§ **TASK**: Reproduce the rows below, substituting "mark" for every occurrence of "dot" and leaving everything else the same.

Rows for pointing and labeling

· · · · · · ·

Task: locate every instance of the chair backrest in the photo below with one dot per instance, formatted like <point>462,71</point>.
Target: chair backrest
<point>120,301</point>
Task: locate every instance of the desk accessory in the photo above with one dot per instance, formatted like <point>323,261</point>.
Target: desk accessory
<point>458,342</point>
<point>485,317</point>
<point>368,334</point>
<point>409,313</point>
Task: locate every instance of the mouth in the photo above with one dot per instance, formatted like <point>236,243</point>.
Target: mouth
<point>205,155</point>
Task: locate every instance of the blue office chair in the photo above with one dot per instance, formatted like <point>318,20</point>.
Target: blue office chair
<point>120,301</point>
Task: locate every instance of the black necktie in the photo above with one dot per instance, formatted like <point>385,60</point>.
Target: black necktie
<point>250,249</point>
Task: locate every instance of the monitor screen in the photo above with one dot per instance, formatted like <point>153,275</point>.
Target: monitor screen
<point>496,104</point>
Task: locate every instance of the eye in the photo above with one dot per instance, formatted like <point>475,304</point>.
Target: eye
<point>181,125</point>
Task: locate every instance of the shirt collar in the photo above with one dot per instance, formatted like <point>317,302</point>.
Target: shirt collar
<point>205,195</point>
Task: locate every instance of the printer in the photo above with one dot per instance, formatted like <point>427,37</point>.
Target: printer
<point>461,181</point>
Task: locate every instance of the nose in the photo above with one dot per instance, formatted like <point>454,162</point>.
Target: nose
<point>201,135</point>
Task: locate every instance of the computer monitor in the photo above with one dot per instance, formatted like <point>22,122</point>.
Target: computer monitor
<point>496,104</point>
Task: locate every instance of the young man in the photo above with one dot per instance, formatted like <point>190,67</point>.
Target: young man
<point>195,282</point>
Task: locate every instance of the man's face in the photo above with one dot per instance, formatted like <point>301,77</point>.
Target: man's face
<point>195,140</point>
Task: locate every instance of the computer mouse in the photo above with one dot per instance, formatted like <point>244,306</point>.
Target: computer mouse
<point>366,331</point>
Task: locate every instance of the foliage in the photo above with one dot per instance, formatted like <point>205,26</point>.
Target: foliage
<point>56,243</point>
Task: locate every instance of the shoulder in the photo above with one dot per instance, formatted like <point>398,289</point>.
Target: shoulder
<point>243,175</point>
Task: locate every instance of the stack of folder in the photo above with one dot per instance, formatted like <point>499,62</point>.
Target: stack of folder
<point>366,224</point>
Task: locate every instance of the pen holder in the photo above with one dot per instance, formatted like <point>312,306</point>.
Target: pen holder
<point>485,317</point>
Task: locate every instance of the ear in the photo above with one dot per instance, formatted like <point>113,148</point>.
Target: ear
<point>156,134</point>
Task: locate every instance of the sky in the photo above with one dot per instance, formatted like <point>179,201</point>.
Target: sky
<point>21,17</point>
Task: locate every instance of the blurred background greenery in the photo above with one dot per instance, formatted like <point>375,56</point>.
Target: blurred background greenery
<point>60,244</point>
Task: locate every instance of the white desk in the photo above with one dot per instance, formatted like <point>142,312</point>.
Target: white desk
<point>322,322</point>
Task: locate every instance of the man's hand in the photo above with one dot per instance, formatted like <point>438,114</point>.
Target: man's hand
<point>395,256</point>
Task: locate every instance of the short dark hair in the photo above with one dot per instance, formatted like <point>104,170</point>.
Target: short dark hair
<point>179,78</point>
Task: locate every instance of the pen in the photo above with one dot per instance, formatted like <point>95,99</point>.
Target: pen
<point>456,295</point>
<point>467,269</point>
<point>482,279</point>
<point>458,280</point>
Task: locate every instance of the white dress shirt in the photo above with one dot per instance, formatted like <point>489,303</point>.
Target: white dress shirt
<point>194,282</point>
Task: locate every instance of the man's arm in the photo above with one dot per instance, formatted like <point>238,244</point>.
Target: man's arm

· · · · · · ·

§ **OUTPUT OF THE EXERCISE**:
Task: locate every instance of the chair backrest in the photo below with one mark per instance, formatted like <point>462,71</point>.
Target: chair backrest
<point>120,301</point>
Task: locate every instance of the desk accessory in the photo above with one mark per instance, formatted like <point>323,261</point>.
Target: desk accessory
<point>458,342</point>
<point>485,317</point>
<point>368,334</point>
<point>409,313</point>
Task: locate every instance of the mouth in the photo above with one mark per instance, formatted like <point>236,243</point>.
Target: mouth
<point>205,155</point>
Task: locate every instance of the blue office chair in the photo above with one mark per instance, formatted like <point>318,20</point>.
Target: blue office chair
<point>120,301</point>
Task: locate every instance of the black necktie in the photo above with one mark per instance, formatted like <point>385,60</point>.
Target: black necktie
<point>250,249</point>
Task: locate every instance of the monitor screen in the photo above with one mark per instance, formatted like <point>153,275</point>.
Target: monitor screen
<point>496,104</point>
Task: locate every instance of the eye in the photo above with one mark per instance, formatted like <point>475,304</point>.
Target: eye
<point>181,125</point>
Task: locate every instance of the shirt collar in the photo above with one mark per instance, formatted like <point>317,302</point>.
Target: shirt collar
<point>205,195</point>
Task: locate every instance of the printer in the photo above with one mark per instance, formatted like <point>427,37</point>.
Target: printer
<point>461,181</point>
Task: locate every instance of the nose in the photo above with one mark per instance, formatted like <point>454,162</point>.
Target: nose
<point>201,135</point>
Task: locate every instance of the computer monitor in the photo above with one mark per instance, formatted like <point>22,122</point>.
Target: computer monitor
<point>496,104</point>
Task: locate every instance of the young man in the photo above with one mark per instance, formatted like <point>190,67</point>.
Target: young man
<point>195,282</point>
Task: locate every instance of the man's face in the photo above with one mark per instance, formatted like <point>301,77</point>.
Target: man's face
<point>195,140</point>
Task: locate every instance of the computer mouse in the photo above with one mark per instance, formatted like <point>244,306</point>.
Target: computer mouse
<point>366,331</point>
Task: locate every instance of the foliage in the photo above with one mark per instance, formatted like <point>205,26</point>.
Target: foliage
<point>56,243</point>
Task: locate every instance of the shoulder in the photo above with one mark per instance, formatted like <point>398,289</point>.
Target: shoulder
<point>243,175</point>
Task: locate every instance of the stack of folder in the photo above with one mark per instance, formatted like <point>499,62</point>.
Target: stack of folder
<point>366,224</point>
Task: locate every instance of the pen holder in the photo above with one mark per instance, formatted like <point>312,306</point>.
Target: pen holder
<point>485,317</point>
Task: locate every instance of the ear in the photo above with one mark per instance, formatted like <point>113,148</point>.
Target: ear
<point>156,134</point>
Task: locate every instance of the sky in the photo above with one mark per instance, formatted like <point>179,201</point>.
Target: sky
<point>21,17</point>
Task: locate every instance of the blurred background greenery in the photo above with one mark per instance, formatted like <point>375,56</point>.
Target: blurred background greenery
<point>60,244</point>
Task: locate every instance of the white desk in the photo above with one mark per instance, formatted like <point>142,312</point>.
Target: white desk
<point>322,322</point>
Task: locate every instance of the man's hand in the photo above with one mark per instance, formatted like <point>438,114</point>.
Target: man's hand
<point>395,256</point>
Task: locate every instance of the short dark hair in the photo above with one mark per instance, formatted like <point>104,170</point>.
Target: short dark hair
<point>179,78</point>
Task: locate every instance of the pen in the photo above with one mark per instance, formatted like <point>95,99</point>.
Target: pen
<point>456,295</point>
<point>467,269</point>
<point>482,279</point>
<point>458,280</point>
Task: locate every instance of the white dress shirt in the photo above with one mark per instance, formatted like <point>489,303</point>.
Target: white dress shirt
<point>194,282</point>
Task: locate every instance of the man's arm in the photo above with one mark per instance, formatted like <point>238,244</point>.
Target: man's arm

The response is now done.